- **Extract to read**:
■ ■ ■ ■

Docker Desktop – Required to build and run your Airflow environment locally using containers.
Code editor, e.g Visual Studio Code – For writing DAGs, editing configuration files, and running terminal commands.
Python 3.8+ – Airflow DAGs and helper scripts are written in Python. Make sure Python is installed and available in your terminal or command prompt.
AWS CLI – We’ll use this later in part two of this tutorial to authenticate, manage AWS services, and deploy resources from the command line. Run aws configure after installing to set it up.

Running Airflow Using Docker

Alright, now that we’ve got our tools ready, let’s get Airflow up and running on your machine.

We’ll use Docker Compose, which acts like a conductor for all the Airflow services — it ensures everything (the scheduler, API server, database, DAG processor, triggerer) starts together and can communicate properly.

And don’t worry — this setup is lightweight and perfect for local development and testing. Later on, we’ll move the entire pipeline to the cloud. ****

What Is Docker?

Docker is a platform that lets you package applications and their dependencies into portable, isolated environments called containers. These containers run consistently on any system, so your Airflow setup will behave the same whether you’re on Windows, macOS, or Linux.

Why Are We Using Docker?

Have you ever installed a tool or Python package that worked perfectly… until you tried it on another machine?

That’s exactly why we’re using Docker. It keeps everything — code, dependencies, config — inside isolated containers so your Airflow project works the same no matter where you run it.

Step 1: Let’s Create a Project Folder

First, open VS Code (or your preferred terminal), and set up a clean folder to hold your Airflow files:


mkdir airflow-docker && cd airflow-docker

This folder will eventually hold your DAGs, logs, and plugins as you build out your Airflow project.

Step 2: Get the Official docker-compose.yaml File

The Apache Airflow team provides a ready-to-go Docker Compose file. Let’s download it:

curl -LfO 'https://airflow.apache.org/docs/apache-airflow/3.0.1/docker-compose.yaml'

This file describes everything we need to run: the scheduler (which triggers your tasks based on the DAG schedule), the API server (your web UI), a SQLite database, the triggerer (used for deferrable tasks and efficient wait states), and the DAG processor (which parses and monitors your DAG files in the background). You can confirm this by exploring the docker-compose.yaml file generated in your airflow-docker project directory.

■ ■ ■ ■

- **Extracted material**:
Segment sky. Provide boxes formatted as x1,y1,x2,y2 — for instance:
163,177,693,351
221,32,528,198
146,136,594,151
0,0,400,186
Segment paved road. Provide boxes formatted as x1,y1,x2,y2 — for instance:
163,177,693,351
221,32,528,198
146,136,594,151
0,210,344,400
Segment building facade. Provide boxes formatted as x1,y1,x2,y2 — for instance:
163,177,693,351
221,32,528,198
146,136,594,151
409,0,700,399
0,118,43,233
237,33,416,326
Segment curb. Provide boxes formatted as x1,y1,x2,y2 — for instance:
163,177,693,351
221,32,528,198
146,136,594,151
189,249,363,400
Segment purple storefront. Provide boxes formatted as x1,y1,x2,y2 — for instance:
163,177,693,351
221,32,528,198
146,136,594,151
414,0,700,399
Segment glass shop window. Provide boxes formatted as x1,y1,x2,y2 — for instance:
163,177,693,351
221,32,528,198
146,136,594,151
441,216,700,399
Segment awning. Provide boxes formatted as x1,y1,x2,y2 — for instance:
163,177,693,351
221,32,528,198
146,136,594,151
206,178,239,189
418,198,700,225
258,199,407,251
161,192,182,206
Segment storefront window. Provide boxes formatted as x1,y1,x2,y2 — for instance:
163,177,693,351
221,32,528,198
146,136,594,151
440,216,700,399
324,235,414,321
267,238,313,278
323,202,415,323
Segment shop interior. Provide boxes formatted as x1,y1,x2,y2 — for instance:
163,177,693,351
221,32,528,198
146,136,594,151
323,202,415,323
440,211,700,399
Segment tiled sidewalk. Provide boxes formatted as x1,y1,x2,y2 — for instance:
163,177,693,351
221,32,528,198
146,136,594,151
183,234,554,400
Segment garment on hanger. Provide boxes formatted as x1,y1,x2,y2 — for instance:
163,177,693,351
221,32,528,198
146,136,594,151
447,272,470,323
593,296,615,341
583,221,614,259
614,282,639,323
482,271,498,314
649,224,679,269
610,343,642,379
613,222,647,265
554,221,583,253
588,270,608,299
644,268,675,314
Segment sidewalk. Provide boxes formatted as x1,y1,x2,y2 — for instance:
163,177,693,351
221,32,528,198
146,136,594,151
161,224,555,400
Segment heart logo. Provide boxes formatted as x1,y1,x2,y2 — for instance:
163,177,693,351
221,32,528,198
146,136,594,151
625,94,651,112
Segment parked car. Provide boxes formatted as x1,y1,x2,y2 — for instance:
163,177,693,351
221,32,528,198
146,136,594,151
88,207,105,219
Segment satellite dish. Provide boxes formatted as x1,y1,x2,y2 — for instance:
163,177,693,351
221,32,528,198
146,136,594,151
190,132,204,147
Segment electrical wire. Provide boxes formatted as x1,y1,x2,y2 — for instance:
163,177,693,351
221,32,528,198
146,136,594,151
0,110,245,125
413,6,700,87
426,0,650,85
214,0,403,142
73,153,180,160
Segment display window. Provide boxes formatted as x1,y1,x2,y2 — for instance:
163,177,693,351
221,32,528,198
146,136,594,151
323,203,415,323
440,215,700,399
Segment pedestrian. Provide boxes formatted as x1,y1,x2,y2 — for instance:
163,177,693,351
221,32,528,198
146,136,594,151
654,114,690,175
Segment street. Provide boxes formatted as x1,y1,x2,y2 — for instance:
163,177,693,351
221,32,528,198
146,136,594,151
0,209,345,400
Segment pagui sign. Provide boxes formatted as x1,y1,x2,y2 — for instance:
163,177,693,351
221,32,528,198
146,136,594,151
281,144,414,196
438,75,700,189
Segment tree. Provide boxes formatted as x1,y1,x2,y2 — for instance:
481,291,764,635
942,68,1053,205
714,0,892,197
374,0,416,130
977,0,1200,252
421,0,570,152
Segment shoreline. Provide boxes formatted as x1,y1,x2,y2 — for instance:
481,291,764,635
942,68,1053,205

■ ■ ■ ■

- **The tasks**:
• A. In the Airflow setup guide, which services does Docker Compose start together, as named in the sentence about the conductor?
• B. Reproduce the part of the Airflow setup guide between "Code editor, e.g" and "on your machine.", inclusive.
The listing comes from a source separate from the Airflow setup guide.

- **Response list**:
• A. The scheduler, the API server, the database, the DAG processor, and the triggerer.

• B.
Code editor, e.g Visual Studio Code – For writing DAGs, editing configuration files, and running terminal commands.
Python 3.8+ – Airflow DAGs and helper scripts are written in Python. Make sure Python is installed and available in your terminal or command prompt.
AWS CLI – We’ll use this later in part two of this tutorial to authenticate, manage AWS services, and deploy resources from the command line. Run aws configure after installing to set it up.

Running Airflow Using Docker

Alright, now that we’ve got our tools ready, let’s get Airflow up and running on your machine.